Selection
↓
SAP data structure for the purchase to payables process

Posted by Prof. Dr. Nick Gehrke on Nov 3, 2016 5:00:00 PM

Part IX of the series: “Digitization of auditing SAP purchasing processes”

In this blog post, the most important SAP tables for the purchase to payables process, which are relevant to the auditor, will be explained.

  1. Digitization of auditing SAP purchase processes
  2. How process auditing is transformed through digitization
  3. Automated auditing of SAP master data
  4. Auditing of purchase orders and goods received
  5. Invoice auditing in SAP
  6. Just pay it twice: auditing payments in SAP
  7. The search for exotic processes
  8. Segregation of Duties in the SAP purchase process
  9. SAP data structure for the purchase to payables process
  10. The end of digitization - professional judgement in procurement


Important SAP tables in purchase

The most important SAP tables for the purchase to payables process for the auditor are:

  • EKKO: Purchasing Document Header
  • EKPO: Purchasing Document Item
  • EBAN: Purchase Requisition
  • BKPF: Accounting Document Header
  • BSEG: Accounting Document Segment
  • LFA1: Vendor Master (General Section)
↑
Aim 1
Reproduce the rows word for word, beginning at the line that contains "of the pink" and stopping after the final line of the rows.

Extracted records
↓
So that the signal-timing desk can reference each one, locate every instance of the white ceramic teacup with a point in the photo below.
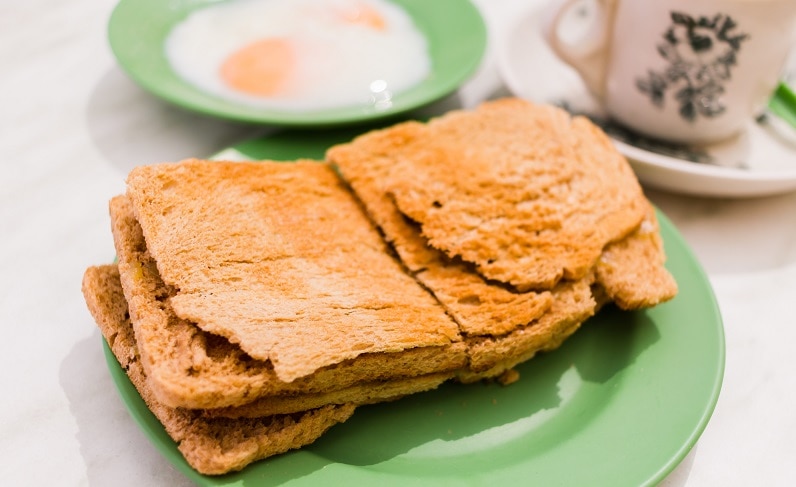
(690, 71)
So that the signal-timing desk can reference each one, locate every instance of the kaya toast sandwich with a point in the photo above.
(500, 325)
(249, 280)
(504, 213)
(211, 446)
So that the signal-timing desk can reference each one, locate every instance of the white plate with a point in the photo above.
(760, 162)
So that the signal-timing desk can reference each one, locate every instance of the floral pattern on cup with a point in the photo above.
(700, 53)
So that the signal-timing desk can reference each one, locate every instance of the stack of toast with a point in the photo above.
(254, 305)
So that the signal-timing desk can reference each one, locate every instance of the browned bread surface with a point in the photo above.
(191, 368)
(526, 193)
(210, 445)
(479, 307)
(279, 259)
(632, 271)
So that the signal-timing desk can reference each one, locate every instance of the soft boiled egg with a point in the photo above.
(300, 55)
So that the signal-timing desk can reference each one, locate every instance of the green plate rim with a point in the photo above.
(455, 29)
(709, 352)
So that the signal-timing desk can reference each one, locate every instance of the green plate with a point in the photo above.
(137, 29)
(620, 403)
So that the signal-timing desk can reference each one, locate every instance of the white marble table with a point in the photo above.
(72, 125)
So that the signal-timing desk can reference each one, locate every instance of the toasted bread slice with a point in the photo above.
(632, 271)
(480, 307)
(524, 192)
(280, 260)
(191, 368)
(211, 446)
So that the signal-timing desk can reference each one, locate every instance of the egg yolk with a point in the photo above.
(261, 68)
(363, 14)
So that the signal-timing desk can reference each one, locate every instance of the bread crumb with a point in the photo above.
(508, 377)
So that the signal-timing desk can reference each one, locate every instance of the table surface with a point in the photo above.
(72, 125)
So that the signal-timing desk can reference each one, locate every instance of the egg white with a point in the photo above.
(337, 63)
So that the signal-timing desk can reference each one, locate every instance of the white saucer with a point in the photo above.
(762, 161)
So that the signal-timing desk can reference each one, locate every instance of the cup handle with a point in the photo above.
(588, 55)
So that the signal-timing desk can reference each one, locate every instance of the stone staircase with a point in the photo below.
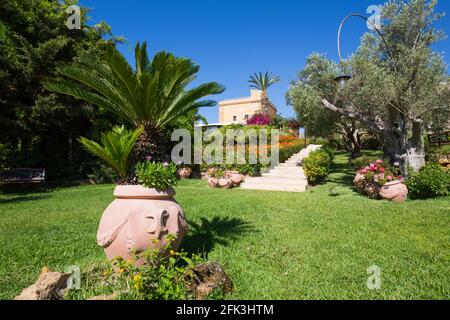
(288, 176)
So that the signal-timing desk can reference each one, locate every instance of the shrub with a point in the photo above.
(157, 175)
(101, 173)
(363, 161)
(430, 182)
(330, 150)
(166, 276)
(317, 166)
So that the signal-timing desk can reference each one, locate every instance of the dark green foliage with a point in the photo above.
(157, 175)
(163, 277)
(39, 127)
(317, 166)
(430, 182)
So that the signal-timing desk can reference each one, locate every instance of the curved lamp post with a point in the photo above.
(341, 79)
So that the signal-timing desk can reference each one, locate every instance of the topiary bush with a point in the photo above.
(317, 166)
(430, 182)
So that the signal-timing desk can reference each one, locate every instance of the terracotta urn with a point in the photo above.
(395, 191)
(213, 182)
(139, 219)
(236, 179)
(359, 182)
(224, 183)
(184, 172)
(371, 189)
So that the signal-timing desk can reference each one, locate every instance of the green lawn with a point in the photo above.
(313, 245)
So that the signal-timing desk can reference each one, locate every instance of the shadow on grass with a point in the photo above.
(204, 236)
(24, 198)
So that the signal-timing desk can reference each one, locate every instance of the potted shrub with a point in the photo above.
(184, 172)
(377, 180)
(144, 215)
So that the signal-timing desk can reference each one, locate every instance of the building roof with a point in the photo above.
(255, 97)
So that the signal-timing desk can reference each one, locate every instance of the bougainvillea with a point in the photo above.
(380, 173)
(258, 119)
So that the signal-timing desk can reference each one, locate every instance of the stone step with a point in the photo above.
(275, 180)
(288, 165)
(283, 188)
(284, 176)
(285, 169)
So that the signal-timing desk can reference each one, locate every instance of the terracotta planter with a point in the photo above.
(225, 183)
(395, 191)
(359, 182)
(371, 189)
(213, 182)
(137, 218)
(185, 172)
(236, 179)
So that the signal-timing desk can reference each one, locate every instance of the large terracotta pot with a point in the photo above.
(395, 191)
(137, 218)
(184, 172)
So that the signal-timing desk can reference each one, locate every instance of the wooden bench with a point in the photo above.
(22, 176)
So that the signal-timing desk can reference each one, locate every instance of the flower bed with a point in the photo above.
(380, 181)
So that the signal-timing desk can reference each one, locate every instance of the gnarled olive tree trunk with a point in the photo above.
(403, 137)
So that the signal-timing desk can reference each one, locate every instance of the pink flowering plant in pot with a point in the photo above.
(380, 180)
↑
Aim 2
Resume the post on SAP tables for the purchase to payables process from the point where it stops.

Right answer 1
So that the signal-timing desk can reference each one, locate every instance of the pink flowering plant in pot with a point in the photo above.
(380, 180)

Right answer 2
  • LFB1: Vendor Master (Company Code)
  • LFBK: Vendor Master (Bank Details)


Relations to accounting

Certain documents in accounting point at documents in purchasing. Such accounting documents are usually vendor invoices and goods received. Hereby, the position of an accounting document (table BSEG) within the data field EBELN (purchase document number) refers to the document header of a purchase order (table EKKO).


Data mining your SAP system

Mining data from your SAP system is not always easy. There are various tools on the market which allow for data extraction from SAP systems. Usually for this purpose, an ABAP program is installed. However, this is at the same time a “show-stopper” in many companies, as transports into a SAP system require a Change Management process. They often take a long time and have to go through a series of authorization steps.

Another possibility is to manually download single tables from the SAP system. To do so, transactions, like SE16 may be applied. However, this requires a lot of manual handling and is rather inconvenient.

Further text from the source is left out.